● Task list
(a) Answer these from the Murus Gallicus review:
(i) How many cells make up the board?
(ii) How many tokens does each player start with, and what are they called?
(iii) Which two items does the review say most gamers will own?
(b) Carry on the Murus Gallicus review from its last sentence.

● Given passage
•••••

Tuesday, October 25, 2011

Review -- MURUS GALLICUS

When it comes to board games there are those you buy in the store. Lots of those have been reviewed here through the months.
Then there are the kind where you need to be a bit crafty. The game rules exist, but no publisher has picked up the game, so if you want to play, you have to fashion the board and pieces. It's not that such games are poor. In fact many are better than some you pay good money for. Understanding the vagaries of why some get published and others do not is fodder for a treatise best left to other outlets than this.
And, then there is a third option for finding a great board game to play, and that is the realm of games where rulesets are created for games utilizing existing game boards and pieces.
Most gamers will own a checker/chess board and a set of checkers. It is about as fundamental element of a board game collection as you can get.
With those simple items there are a wide range of games which can be played simply by accessing online rules and digging out the board and checkers.
Murus Gallicus is one such game.
The game is played on a rectangular board consisting of 56 cells (8x7). A standard checkerboard is 8x8, so you simply ignore one row and away you go.
Each player starts with a set of 16 tokens referred to as stones (the checkers).

•••••

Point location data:
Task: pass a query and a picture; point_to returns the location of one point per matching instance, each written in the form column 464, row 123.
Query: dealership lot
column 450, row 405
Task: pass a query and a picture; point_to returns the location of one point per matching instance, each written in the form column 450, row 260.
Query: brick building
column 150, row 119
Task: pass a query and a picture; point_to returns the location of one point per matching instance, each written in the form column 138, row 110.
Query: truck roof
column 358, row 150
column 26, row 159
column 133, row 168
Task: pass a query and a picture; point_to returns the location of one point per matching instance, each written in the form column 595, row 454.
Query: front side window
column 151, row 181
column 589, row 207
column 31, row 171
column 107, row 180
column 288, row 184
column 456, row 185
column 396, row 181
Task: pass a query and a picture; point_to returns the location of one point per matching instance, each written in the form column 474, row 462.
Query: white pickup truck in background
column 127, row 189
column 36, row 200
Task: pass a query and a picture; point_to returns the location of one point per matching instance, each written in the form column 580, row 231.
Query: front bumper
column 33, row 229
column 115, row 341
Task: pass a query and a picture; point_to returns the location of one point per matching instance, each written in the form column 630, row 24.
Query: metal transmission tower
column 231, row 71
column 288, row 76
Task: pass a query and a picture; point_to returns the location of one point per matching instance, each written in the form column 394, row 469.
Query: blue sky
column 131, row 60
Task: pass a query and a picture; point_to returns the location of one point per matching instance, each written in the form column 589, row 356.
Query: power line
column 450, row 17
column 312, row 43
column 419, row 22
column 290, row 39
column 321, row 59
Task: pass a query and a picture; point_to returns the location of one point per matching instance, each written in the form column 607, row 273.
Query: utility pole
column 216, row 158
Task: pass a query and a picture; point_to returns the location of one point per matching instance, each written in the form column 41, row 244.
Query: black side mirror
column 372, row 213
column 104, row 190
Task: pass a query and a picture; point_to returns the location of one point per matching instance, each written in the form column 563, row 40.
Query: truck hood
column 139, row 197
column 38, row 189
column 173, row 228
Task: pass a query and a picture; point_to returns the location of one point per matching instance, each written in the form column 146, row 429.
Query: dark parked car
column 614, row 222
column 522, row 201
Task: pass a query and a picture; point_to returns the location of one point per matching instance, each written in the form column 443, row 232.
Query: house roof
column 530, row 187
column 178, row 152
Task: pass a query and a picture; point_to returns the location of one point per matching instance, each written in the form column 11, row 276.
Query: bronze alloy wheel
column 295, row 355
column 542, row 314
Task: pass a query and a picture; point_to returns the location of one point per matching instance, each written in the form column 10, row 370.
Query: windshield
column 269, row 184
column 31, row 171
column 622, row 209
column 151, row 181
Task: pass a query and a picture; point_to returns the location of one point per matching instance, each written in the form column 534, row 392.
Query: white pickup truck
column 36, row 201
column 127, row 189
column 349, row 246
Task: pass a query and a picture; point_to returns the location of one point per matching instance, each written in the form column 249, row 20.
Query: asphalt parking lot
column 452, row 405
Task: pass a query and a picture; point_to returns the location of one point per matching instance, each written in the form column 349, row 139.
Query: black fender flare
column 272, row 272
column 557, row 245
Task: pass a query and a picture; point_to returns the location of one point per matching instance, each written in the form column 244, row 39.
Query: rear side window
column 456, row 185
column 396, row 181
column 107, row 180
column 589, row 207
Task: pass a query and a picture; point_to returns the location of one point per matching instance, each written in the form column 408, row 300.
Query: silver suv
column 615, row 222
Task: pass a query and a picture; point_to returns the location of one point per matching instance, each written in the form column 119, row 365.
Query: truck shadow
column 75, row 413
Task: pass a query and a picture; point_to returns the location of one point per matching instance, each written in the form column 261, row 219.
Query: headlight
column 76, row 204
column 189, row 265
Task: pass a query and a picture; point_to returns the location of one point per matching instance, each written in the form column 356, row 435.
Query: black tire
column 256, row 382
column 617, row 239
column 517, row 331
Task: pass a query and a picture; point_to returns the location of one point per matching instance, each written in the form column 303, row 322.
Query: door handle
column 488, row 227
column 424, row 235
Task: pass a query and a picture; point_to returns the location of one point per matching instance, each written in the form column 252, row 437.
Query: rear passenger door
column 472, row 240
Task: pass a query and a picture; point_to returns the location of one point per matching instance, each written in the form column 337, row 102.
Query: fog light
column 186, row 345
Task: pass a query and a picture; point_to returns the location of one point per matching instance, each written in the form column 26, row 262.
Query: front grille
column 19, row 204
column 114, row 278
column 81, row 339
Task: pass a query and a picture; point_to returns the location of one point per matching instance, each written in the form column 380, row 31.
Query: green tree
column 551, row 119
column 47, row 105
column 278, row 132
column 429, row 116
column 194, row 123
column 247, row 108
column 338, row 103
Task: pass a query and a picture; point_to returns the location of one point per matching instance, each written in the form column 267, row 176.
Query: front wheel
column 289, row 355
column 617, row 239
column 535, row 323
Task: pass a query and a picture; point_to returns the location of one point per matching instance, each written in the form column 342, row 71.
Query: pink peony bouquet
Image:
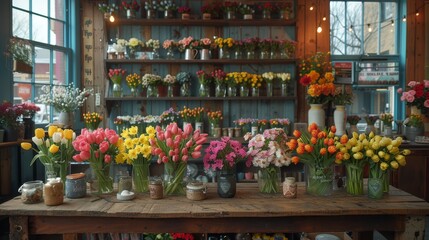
column 98, row 147
column 174, row 148
column 224, row 154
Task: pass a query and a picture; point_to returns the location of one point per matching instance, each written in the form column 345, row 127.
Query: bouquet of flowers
column 223, row 155
column 137, row 151
column 353, row 119
column 53, row 152
column 174, row 148
column 417, row 95
column 29, row 109
column 92, row 120
column 99, row 147
column 63, row 98
column 133, row 80
column 316, row 75
column 316, row 149
column 269, row 152
column 116, row 75
column 150, row 80
column 387, row 119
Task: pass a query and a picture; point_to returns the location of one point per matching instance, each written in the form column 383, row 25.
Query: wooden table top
column 248, row 202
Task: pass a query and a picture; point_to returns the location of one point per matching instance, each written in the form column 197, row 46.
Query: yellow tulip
column 394, row 164
column 39, row 133
column 384, row 166
column 26, row 146
column 54, row 148
column 51, row 130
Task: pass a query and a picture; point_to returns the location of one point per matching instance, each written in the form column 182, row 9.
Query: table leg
column 18, row 226
column 414, row 228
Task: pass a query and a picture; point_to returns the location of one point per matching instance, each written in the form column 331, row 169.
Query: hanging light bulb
column 111, row 18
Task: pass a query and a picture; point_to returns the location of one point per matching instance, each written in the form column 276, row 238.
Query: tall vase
column 316, row 114
column 226, row 184
column 269, row 179
column 174, row 172
column 66, row 119
column 140, row 175
column 318, row 179
column 340, row 119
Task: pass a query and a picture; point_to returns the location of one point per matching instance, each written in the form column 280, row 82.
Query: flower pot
column 340, row 119
column 316, row 114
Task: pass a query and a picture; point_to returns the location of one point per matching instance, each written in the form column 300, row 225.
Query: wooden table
column 250, row 211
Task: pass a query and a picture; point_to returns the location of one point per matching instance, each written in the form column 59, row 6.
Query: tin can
column 76, row 185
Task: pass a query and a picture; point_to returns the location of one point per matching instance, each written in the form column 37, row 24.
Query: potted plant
column 21, row 52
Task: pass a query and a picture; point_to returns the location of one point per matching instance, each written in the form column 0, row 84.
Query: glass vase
column 140, row 175
column 354, row 179
column 244, row 91
column 117, row 90
column 185, row 89
column 319, row 179
column 226, row 184
column 269, row 89
column 174, row 172
column 269, row 179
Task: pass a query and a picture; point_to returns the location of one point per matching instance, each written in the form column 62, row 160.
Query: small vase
column 226, row 184
column 185, row 89
column 232, row 91
column 340, row 119
column 352, row 129
column 117, row 90
column 316, row 114
column 140, row 175
column 255, row 92
column 150, row 14
column 269, row 89
column 134, row 92
column 319, row 180
column 220, row 90
column 269, row 180
column 170, row 54
column 354, row 179
column 66, row 119
column 244, row 91
column 283, row 89
column 174, row 172
column 203, row 90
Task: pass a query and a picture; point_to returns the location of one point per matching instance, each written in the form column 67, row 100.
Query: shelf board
column 198, row 61
column 200, row 22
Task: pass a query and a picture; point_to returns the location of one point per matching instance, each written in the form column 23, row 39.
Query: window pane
column 41, row 66
column 20, row 23
column 371, row 16
column 338, row 28
column 60, row 66
column 40, row 7
column 57, row 33
column 354, row 37
column 57, row 9
column 24, row 4
column 40, row 29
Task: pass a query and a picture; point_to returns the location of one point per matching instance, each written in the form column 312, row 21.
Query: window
column 45, row 24
column 365, row 32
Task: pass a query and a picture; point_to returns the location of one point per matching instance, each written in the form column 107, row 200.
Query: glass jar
column 196, row 191
column 75, row 185
column 53, row 192
column 156, row 190
column 31, row 192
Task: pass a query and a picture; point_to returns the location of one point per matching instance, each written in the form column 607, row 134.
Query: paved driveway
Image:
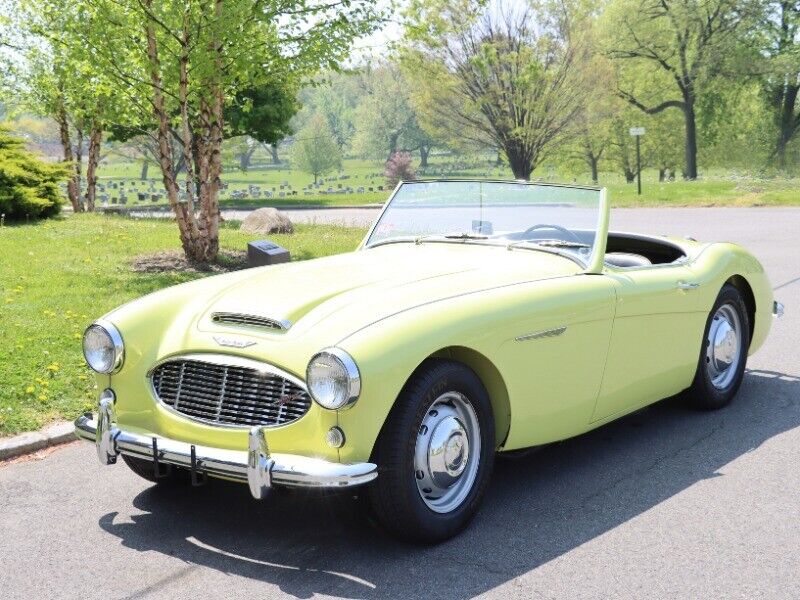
column 665, row 503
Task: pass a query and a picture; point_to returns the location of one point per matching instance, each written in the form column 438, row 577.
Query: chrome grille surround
column 228, row 391
column 244, row 320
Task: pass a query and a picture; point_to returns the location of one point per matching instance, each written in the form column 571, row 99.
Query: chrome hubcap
column 447, row 452
column 723, row 346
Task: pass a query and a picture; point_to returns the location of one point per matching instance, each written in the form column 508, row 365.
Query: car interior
column 623, row 250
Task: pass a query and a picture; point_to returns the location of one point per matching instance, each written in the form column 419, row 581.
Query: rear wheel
column 434, row 454
column 723, row 354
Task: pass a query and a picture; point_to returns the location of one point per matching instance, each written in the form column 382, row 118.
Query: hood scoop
column 254, row 321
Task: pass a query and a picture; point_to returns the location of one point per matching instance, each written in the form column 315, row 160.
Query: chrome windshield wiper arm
column 547, row 244
column 451, row 236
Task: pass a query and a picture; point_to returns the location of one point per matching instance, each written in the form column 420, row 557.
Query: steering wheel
column 563, row 230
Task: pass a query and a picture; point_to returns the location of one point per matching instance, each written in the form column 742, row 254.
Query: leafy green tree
column 315, row 150
column 335, row 96
column 507, row 76
column 675, row 48
column 260, row 116
column 778, row 39
column 180, row 63
column 29, row 187
column 387, row 121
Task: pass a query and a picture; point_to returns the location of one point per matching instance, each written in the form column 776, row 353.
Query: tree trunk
column 690, row 171
column 210, row 153
column 273, row 150
column 593, row 160
column 92, row 160
column 787, row 122
column 245, row 158
column 424, row 151
column 519, row 161
column 187, row 225
column 73, row 186
column 393, row 139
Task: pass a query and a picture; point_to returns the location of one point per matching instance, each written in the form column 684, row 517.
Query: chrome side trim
column 538, row 335
column 225, row 360
column 288, row 470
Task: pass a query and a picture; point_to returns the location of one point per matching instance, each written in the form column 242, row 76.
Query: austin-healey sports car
column 476, row 318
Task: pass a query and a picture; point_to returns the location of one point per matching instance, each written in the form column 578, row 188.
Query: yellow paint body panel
column 592, row 347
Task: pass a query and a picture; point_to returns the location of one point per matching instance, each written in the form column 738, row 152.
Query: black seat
column 627, row 259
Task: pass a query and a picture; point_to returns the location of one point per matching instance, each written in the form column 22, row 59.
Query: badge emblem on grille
column 233, row 342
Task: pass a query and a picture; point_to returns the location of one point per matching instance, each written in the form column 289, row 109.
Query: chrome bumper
column 256, row 466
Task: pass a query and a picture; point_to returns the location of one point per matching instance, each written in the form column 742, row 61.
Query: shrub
column 29, row 187
column 398, row 168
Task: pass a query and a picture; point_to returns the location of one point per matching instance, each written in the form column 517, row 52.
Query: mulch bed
column 175, row 261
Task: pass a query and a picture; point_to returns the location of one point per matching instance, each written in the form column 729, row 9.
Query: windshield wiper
column 548, row 244
column 451, row 236
column 562, row 244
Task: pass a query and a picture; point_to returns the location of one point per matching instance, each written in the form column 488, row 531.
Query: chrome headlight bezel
column 350, row 379
column 115, row 347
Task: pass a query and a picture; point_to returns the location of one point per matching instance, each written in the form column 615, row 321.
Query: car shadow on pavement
column 538, row 507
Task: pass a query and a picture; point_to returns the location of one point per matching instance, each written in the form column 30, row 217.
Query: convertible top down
column 476, row 317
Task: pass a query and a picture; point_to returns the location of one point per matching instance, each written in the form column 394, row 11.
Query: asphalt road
column 666, row 503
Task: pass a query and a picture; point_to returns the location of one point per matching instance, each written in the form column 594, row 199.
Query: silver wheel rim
column 724, row 346
column 447, row 452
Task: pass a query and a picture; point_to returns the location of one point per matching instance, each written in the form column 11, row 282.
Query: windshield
column 554, row 218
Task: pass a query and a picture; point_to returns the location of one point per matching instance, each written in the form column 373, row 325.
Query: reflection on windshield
column 516, row 214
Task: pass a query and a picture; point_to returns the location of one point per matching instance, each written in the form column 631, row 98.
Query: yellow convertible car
column 477, row 317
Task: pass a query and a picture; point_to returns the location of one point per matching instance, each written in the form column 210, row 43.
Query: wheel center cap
column 448, row 452
column 725, row 345
column 454, row 454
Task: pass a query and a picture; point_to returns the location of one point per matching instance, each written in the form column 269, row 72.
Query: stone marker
column 264, row 252
column 267, row 220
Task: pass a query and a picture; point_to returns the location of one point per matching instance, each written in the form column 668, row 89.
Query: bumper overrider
column 256, row 466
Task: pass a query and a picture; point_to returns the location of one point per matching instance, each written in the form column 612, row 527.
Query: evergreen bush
column 29, row 186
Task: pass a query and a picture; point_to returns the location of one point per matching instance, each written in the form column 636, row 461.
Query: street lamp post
column 638, row 132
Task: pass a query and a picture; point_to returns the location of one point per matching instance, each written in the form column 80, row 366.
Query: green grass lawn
column 714, row 189
column 57, row 276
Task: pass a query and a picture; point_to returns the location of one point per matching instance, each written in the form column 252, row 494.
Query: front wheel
column 434, row 454
column 720, row 368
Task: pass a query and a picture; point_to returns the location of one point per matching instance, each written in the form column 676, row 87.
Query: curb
column 31, row 441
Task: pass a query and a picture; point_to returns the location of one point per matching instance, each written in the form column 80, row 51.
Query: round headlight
column 333, row 379
column 102, row 347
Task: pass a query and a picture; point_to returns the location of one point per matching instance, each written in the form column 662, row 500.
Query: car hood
column 343, row 293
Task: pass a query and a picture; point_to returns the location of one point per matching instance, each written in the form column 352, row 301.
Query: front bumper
column 256, row 466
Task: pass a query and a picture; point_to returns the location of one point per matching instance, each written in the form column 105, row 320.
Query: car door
column 552, row 356
column 656, row 336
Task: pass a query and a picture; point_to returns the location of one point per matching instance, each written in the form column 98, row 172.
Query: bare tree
column 510, row 77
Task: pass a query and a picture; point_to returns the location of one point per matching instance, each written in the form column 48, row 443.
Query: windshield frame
column 596, row 258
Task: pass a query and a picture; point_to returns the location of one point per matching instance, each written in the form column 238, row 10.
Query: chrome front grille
column 236, row 392
column 227, row 318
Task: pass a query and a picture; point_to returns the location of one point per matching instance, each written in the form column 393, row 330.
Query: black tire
column 145, row 469
column 395, row 496
column 704, row 394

•••••

● Responses to the tasks
(a)
(i) 56 cells (8x7).
(ii) 16 tokens, called stones.
(iii) A checker/chess board and a set of checkers.

(b)
At the start of the game, each player takes a set of stones and stacks two stones on each of their eight squares nearest them.
The game is supposed to reflect Romans versus Gauls, so the Roman player uses the light pieces, and the Gaul player uses the dark ones.
The basic units of the game are towers and walls. A tower consists of two like-coloured stones in a cell (the starting formation is all towers), and are the only pieces which can move in the game.
A wall is a single stone in a cell. Walls block movement and can also act as stepping stones which can be used later in the creation of new towers.
A tower moves by a sowing method. Pick up the two pieces and seed forward, one each in consecutive spaces, which can include on top of single wall pieces of the same colour.
Tower stones can be used to remove adjacent opponent walls, through a sacrifice, so both players lose a piece sacrifice.
A player is stalemated if unable to move/sow or sacrifice at the start of his or her turn.
The game sounds simple, and it is in terms of rules, but elements such as set formations, learned as you gain experience, make strategy important.
As examples there is the Gallic Wall consisting of orthogonally connected walls (and sometimes towers) requiring the opponent to go around the wall or blast his or her way thorough using a sacrificed stone; The Chariot consists of a tower, wall and empty space aligned, and he battering ram consists of two towers and an opponent wall aligned whereby sacrificing a tower stone, the opponent's wall can be removed.
Overall Murus Gallicus plays like a much older game. You actually get the feeling Romans might have played this in the shadow of the Hadrian's Wall. That is praise, at least in my books, for game developer Phil Leduc who captured such a classic feel when designing Murus Gallicus in 2009.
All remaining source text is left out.